Exercise - Set it all down exactly, every record and every line.

Study material -
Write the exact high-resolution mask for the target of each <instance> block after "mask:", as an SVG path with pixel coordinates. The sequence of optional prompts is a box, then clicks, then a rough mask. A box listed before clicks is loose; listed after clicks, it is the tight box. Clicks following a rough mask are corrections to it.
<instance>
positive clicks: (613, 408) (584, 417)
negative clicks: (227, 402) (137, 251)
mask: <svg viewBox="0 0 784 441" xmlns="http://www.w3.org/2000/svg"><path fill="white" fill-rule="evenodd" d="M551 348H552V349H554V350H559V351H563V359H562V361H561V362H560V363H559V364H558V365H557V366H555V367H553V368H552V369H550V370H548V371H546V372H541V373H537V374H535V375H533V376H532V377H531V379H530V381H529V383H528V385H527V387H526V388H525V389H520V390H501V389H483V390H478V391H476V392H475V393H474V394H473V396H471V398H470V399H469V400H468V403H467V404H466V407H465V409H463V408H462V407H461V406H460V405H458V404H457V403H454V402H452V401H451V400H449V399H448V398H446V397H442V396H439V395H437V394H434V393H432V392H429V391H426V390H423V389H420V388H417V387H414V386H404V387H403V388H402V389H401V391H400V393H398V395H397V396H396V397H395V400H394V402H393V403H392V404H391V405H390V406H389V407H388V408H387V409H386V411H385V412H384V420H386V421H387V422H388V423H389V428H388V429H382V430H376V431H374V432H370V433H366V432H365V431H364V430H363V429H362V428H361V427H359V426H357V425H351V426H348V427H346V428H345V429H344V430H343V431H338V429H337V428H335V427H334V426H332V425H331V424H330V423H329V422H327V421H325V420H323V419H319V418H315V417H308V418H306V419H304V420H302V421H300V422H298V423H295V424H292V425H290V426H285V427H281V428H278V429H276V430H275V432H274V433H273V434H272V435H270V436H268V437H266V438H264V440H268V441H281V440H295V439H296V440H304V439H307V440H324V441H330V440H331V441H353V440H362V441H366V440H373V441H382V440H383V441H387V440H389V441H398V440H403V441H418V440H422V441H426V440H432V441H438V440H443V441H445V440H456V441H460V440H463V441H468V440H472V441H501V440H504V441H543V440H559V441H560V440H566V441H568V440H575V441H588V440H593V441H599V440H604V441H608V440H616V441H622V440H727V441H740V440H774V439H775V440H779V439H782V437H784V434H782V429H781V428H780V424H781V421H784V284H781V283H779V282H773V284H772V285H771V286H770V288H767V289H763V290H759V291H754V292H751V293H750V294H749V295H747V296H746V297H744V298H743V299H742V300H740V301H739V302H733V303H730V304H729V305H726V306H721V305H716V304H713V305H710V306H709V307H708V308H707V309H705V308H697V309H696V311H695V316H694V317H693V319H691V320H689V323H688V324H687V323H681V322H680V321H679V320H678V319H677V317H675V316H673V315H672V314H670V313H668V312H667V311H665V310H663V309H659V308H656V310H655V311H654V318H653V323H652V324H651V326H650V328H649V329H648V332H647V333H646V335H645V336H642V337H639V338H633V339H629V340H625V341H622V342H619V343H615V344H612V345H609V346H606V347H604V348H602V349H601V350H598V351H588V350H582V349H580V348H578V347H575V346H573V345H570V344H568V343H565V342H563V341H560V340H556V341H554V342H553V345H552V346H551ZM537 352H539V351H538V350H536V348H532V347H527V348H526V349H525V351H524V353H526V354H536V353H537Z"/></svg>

Answer to this problem -
Write the exact high-resolution mask for the target of each <instance> block after "mask:", as an SVG path with pixel coordinates. The sequence of optional prompts is a box, then clicks, then a rough mask. A box listed before clicks is loose; listed after clicks, it is the tight box. Clicks following a rough mask are corrections to it.
<instance>
positive clicks: (613, 408) (584, 417)
negative clicks: (227, 402) (137, 251)
mask: <svg viewBox="0 0 784 441" xmlns="http://www.w3.org/2000/svg"><path fill="white" fill-rule="evenodd" d="M551 348H552V349H554V350H559V351H563V359H562V361H561V362H560V363H559V364H558V365H557V366H555V367H553V368H552V369H550V370H548V371H546V372H541V373H537V374H535V375H533V376H532V377H531V379H530V381H529V383H528V385H527V387H526V388H525V389H520V390H501V389H483V390H478V391H476V392H475V393H474V394H473V396H471V398H470V399H469V400H468V403H467V404H466V407H465V409H463V408H462V407H461V406H460V405H458V404H457V403H454V402H452V401H451V400H449V399H448V398H446V397H442V396H439V395H437V394H434V393H432V392H429V391H426V390H423V389H420V388H417V387H414V386H404V387H403V388H402V389H401V391H400V393H398V395H397V396H396V397H395V400H394V402H393V403H392V404H391V405H390V406H389V407H388V408H387V409H386V411H385V412H384V420H386V421H387V422H388V423H389V428H388V429H382V430H376V431H374V432H370V433H366V432H365V431H364V430H363V429H362V428H361V427H359V426H357V425H351V426H348V427H346V428H345V429H344V430H343V431H338V429H337V428H335V427H334V426H332V425H331V424H330V423H329V422H327V421H325V420H323V419H319V418H315V417H308V418H306V419H304V420H302V421H300V422H298V423H295V424H292V425H290V426H285V427H281V428H278V429H276V430H275V432H274V433H273V434H272V435H270V436H268V437H266V438H264V440H268V441H281V440H295V439H296V440H304V439H307V440H324V441H330V440H331V441H353V440H362V441H366V440H373V441H382V440H383V441H387V440H389V441H398V440H403V441H418V440H422V441H426V440H432V441H438V440H443V441H445V440H456V441H460V440H463V441H468V440H472V441H501V440H504V441H543V440H559V441H560V440H566V441H568V440H575V441H588V440H593V441H599V440H604V441H608V440H616V441H622V440H727V441H740V440H774V439H775V440H779V439H782V437H784V434H782V429H781V428H780V424H781V421H784V284H781V283H779V282H773V284H772V285H771V286H770V288H767V289H763V290H759V291H754V292H751V293H750V294H749V295H747V296H746V297H744V298H743V299H742V300H740V301H739V302H733V303H730V304H729V305H726V306H721V305H716V304H713V305H710V306H709V307H708V308H707V309H705V308H697V309H696V311H695V316H694V317H693V319H691V320H689V323H688V324H687V323H681V322H680V321H679V320H678V319H677V317H675V316H673V315H672V314H670V313H668V312H667V311H665V310H663V309H659V308H656V310H655V311H654V318H653V323H652V324H651V326H650V328H649V329H648V332H647V333H646V335H645V336H642V337H639V338H633V339H629V340H625V341H622V342H619V343H615V344H612V345H609V346H606V347H604V348H602V349H601V350H598V351H588V350H582V349H580V348H578V347H575V346H573V345H570V344H568V343H565V342H563V341H560V340H556V341H554V342H553V345H552V346H551ZM537 352H539V351H538V350H536V348H532V347H527V348H526V349H525V351H524V353H526V354H536V353H537Z"/></svg>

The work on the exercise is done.